____ Provided records

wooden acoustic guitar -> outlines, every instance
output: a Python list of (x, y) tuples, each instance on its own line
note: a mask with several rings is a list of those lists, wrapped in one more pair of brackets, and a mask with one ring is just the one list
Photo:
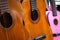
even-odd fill
[(25, 28), (34, 40), (52, 40), (52, 32), (46, 21), (44, 0), (23, 0)]
[(47, 19), (53, 32), (53, 40), (60, 40), (60, 12), (57, 10), (55, 0), (50, 0), (51, 7), (46, 12)]
[(17, 0), (1, 0), (0, 3), (0, 40), (31, 40), (22, 24)]

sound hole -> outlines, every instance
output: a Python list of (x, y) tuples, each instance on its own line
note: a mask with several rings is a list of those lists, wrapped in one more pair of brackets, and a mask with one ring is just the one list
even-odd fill
[(4, 12), (1, 16), (1, 24), (4, 28), (9, 28), (12, 25), (12, 17), (10, 13)]
[(57, 10), (60, 11), (60, 5), (57, 5)]
[(54, 19), (54, 24), (57, 25), (58, 24), (58, 20)]
[(34, 11), (31, 12), (31, 19), (33, 21), (36, 21), (38, 19), (38, 12), (37, 12), (37, 10), (34, 10)]

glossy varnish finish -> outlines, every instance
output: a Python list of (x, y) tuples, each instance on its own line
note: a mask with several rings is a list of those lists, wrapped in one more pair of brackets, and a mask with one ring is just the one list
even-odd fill
[(32, 38), (36, 38), (43, 34), (46, 34), (46, 38), (44, 40), (52, 40), (52, 32), (46, 21), (45, 12), (46, 7), (44, 0), (36, 0), (37, 11), (38, 11), (38, 22), (33, 22), (31, 20), (31, 5), (30, 0), (24, 0), (22, 2), (23, 7), (23, 19), (25, 22), (25, 28), (31, 34)]
[[(9, 28), (4, 28), (0, 23), (0, 40), (31, 40), (28, 31), (22, 24), (20, 19), (20, 6), (17, 0), (7, 0), (9, 13), (12, 17), (12, 25)], [(17, 10), (19, 9), (19, 10)]]

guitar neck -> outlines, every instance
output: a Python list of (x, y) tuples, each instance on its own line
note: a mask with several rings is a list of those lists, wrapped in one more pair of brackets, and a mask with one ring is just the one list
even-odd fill
[(9, 12), (8, 0), (1, 0), (0, 1), (0, 10), (1, 10), (1, 12)]
[(36, 0), (30, 0), (30, 6), (31, 6), (31, 10), (36, 10), (37, 7), (36, 7)]
[(57, 16), (57, 9), (56, 9), (56, 5), (55, 5), (55, 0), (50, 0), (50, 3), (52, 6), (53, 16)]

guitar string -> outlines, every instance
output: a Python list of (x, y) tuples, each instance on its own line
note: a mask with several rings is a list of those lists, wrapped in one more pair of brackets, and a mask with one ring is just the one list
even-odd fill
[[(8, 8), (8, 6), (6, 5), (6, 4), (8, 4), (7, 3), (7, 1), (8, 0), (1, 0), (1, 12), (5, 12), (5, 11), (9, 11), (9, 10), (6, 10), (7, 8)], [(3, 20), (4, 20), (4, 25), (5, 25), (5, 19), (4, 19), (4, 16), (3, 16)], [(5, 25), (6, 26), (6, 25)], [(6, 37), (7, 37), (7, 40), (9, 40), (9, 37), (8, 37), (8, 30), (7, 29), (5, 29), (5, 31), (6, 31)]]

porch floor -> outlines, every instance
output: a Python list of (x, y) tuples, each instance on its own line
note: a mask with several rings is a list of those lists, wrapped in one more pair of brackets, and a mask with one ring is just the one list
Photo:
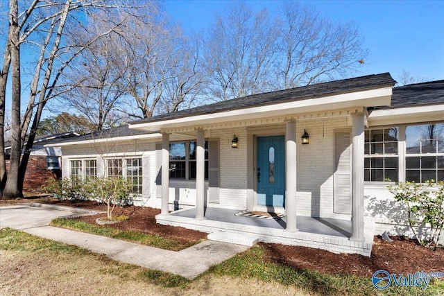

________

Task prompt
Render every line above as a numbered list, skipping blank lines and omitting the pictures.

Final answer
1. wooden acoustic guitar -> outlines, every instance
2. output: a Python list of (x, y) tuples, each instance on its own line
3. note: a mask with several rings is a list of those lists, wrapped in one more pair of brackets, and a mask with one ring is just the one list
4. Photo:
5. even-odd fill
6. [(25, 28), (34, 40), (52, 40), (52, 32), (46, 21), (44, 0), (23, 0)]
7. [(47, 19), (53, 32), (53, 40), (60, 40), (60, 12), (57, 10), (55, 0), (50, 0), (51, 7), (46, 12)]
8. [(17, 0), (1, 0), (0, 3), (0, 40), (31, 40), (22, 24)]
9. sound hole -> outlines, every instance
10. output: a Python list of (x, y) tuples, each instance on its own line
11. note: a mask with several rings is a list of those lists, wrapped in one more pair of brackets, and a mask with one ring is just the one list
12. even-odd fill
13. [(4, 12), (1, 16), (1, 24), (4, 28), (9, 28), (12, 25), (12, 17), (10, 13)]
14. [(57, 10), (60, 11), (60, 5), (57, 5)]
15. [(54, 19), (54, 24), (57, 25), (58, 24), (58, 20)]
16. [(34, 11), (31, 12), (31, 19), (33, 21), (36, 21), (38, 19), (38, 12), (37, 12), (37, 10), (34, 10)]
17. glossy varnish finish -> outlines, every instance
18. output: a Python list of (x, y) tuples, each instance on its own line
19. note: a mask with several rings is a list of those lists, wrapped in one more pair of brackets, and a mask with one ring is just the one list
20. even-odd fill
21. [(32, 38), (36, 38), (43, 34), (46, 34), (46, 38), (44, 40), (52, 40), (52, 32), (46, 21), (45, 12), (46, 7), (44, 0), (36, 0), (37, 11), (38, 11), (38, 22), (33, 22), (31, 20), (31, 5), (30, 0), (24, 0), (22, 2), (23, 7), (23, 19), (25, 22), (25, 28), (31, 34)]
22. [[(9, 28), (4, 28), (0, 23), (0, 40), (31, 40), (28, 31), (22, 24), (20, 19), (20, 6), (17, 0), (7, 0), (9, 13), (12, 17), (12, 25)], [(17, 10), (19, 9), (19, 10)]]
23. guitar neck -> outlines, every instance
24. output: a Python list of (x, y) tuples, each instance on its own line
25. note: a mask with several rings is a list of those lists, wrapped in one more pair of brackets, and a mask with one ring is just the one list
26. even-odd fill
27. [(9, 12), (8, 0), (1, 0), (0, 1), (0, 10), (1, 10), (1, 12)]
28. [(36, 0), (30, 0), (30, 6), (31, 6), (31, 10), (36, 10), (37, 7), (36, 7)]
29. [(57, 16), (57, 9), (56, 9), (56, 5), (55, 5), (55, 0), (50, 0), (50, 3), (52, 6), (53, 16)]
30. guitar string -> outlines, every instance
31. output: a Python list of (x, y) tuples, each instance on its own line
32. note: a mask with several rings is a list of those lists, wrapped in one more pair of brackets, and a mask with one ring is just the one list
33. even-odd fill
34. [[(8, 8), (8, 6), (6, 5), (6, 4), (8, 4), (7, 3), (7, 1), (8, 0), (1, 0), (1, 12), (5, 12), (5, 11), (9, 11), (9, 10), (6, 10), (7, 8)], [(3, 20), (4, 20), (4, 25), (5, 25), (5, 19), (4, 19), (4, 16), (3, 16)], [(5, 25), (6, 26), (6, 25)], [(6, 37), (7, 37), (7, 40), (9, 40), (9, 37), (8, 37), (8, 30), (7, 29), (5, 29), (5, 31), (6, 31)]]
35. porch floor -> outlines, every instance
36. output: a Python list of (x, y) tuples, each instance on its own line
37. note: a mask with several rings is a list of those lists, wrapped in one more pair of brackets, and a mask with one ring is just the one list
38. Photo:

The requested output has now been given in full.